Exercise prompt: Continue the summary of the 1998 Minnesota Attorney General opinion on statutory city utility commissions, picking up after its last sentence.

Text block:
--------------------
MN Op. Atty. Gen. 624a-3 (November 2, 1998) (supersedes Op. Atty. Gen. 624a-3, May 7, 1968) 1998-11-02

Can a Minnesota statutory city move its city-owned telephone and cable television companies under a public utility commission that operates independent of the city council?

Short answer: No. The AG concluded that Minn. Stat. § 412.351 enumerates the public utilities a statutory city's public utility commission may take jurisdiction over (water, light and power, gas, sewer, and similar enumerated systems), and telephone and cable television are not on that list. Under the canon that enumerating things impliedly excludes others, the council cannot delegate operation of city telephone and cable services to the utility commission. The earlier 1968 opinion (also numbered 624a-3) that had reached the opposite conclusion was superseded.
Currency note: this opinion is from 1998
Subsequent statutory amendments, court decisions, or later AG opinions may have changed the analysis. Treat this page as historical context, not current legal advice. Verify current law before relying on any specific rule, deadline, or remedy mentioned here.
Disclaimer: This is an official Minnesota Attorney General opinion. AG opinions are advisory and inform local officials but are not binding precedent like a court ruling. This summary is for informational purposes only and is not legal advice. Consult a licensed Minnesota attorney for advice on your specific situation.
--------------------
Data records:

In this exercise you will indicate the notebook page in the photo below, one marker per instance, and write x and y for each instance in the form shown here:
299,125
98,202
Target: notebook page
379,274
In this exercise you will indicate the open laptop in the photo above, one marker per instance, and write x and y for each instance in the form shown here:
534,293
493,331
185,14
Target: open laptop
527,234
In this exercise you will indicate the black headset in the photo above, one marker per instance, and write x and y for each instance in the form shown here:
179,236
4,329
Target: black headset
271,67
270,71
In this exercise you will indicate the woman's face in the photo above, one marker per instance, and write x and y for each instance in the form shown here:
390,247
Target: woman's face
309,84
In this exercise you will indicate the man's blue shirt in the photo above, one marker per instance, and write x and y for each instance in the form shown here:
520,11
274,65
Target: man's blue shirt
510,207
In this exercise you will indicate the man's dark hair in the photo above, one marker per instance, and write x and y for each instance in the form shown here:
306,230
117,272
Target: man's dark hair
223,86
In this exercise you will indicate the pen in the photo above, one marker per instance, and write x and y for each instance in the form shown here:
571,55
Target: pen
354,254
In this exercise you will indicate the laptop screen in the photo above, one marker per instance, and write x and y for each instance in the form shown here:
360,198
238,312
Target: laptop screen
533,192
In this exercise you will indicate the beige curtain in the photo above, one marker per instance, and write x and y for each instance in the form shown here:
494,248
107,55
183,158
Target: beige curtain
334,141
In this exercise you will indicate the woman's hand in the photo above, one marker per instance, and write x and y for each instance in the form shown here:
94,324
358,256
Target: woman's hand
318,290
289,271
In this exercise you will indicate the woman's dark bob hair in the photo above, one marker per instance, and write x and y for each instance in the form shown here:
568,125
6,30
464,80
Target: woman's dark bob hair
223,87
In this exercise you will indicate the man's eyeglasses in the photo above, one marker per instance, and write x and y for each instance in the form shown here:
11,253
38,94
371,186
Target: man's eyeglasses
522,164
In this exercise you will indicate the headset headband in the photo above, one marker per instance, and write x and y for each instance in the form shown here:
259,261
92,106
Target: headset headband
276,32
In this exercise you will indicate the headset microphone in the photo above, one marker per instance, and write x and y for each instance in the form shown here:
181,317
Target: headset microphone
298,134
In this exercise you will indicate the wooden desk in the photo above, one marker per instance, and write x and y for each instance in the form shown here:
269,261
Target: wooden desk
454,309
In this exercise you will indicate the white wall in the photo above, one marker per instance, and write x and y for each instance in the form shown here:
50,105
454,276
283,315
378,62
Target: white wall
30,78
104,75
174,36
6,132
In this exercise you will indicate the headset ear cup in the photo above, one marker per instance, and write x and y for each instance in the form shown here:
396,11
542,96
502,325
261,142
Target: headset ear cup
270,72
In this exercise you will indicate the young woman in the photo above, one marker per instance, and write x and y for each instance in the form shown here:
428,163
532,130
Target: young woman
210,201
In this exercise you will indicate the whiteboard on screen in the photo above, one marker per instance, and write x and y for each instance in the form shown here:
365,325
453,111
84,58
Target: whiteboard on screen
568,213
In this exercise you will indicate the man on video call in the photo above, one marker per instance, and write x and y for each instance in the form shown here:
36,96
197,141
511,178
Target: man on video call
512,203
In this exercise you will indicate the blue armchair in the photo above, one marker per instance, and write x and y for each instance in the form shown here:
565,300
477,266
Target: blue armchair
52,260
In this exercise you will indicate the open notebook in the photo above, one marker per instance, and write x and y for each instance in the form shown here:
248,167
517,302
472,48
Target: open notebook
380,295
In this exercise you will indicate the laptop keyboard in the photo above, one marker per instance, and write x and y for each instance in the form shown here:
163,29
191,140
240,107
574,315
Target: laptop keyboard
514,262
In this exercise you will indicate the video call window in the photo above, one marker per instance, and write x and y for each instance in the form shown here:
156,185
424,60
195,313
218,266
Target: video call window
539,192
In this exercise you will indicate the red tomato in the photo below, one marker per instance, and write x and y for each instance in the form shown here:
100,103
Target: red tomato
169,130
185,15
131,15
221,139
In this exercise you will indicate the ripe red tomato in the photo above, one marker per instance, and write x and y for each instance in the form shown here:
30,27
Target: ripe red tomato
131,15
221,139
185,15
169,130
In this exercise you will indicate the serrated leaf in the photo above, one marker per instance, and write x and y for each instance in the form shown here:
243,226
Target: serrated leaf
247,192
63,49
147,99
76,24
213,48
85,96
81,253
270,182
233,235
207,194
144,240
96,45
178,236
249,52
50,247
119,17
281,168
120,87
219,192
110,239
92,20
--------------------
The answer:
About this page: The plain-English summary, reader guidance, and Q&A below were written by Ezel based on the official AG opinion. The original opinion (linked at the bottom of this page, or PDF in the sidebar) is the authoritative source for any reliance.
View original AG opinion (PDF)

Plain-English summary

The City of Crosslake is a fourth-class statutory city in north-central Minnesota that owned and operated both a city telephone company and a cable television company. The city had created a local utilities commission by ordinance to manage these businesses. The commission set written policies and ran daily operations, but the city council retained general supervisory authority. The council wanted to go further: create a commission that operated independent of council control.

Crosslake City Attorney Paul Sandelin asked AG Hubert Humphrey III whether the city had authority to create such an independent commission.

Assistant AG Kenneth Raschke, signing for AG Humphrey, said no. The 1998 opinion superseded an earlier 1968 opinion (same number, 624a-3) that had concluded such a delegation was authorized.

The reasoning had two layers.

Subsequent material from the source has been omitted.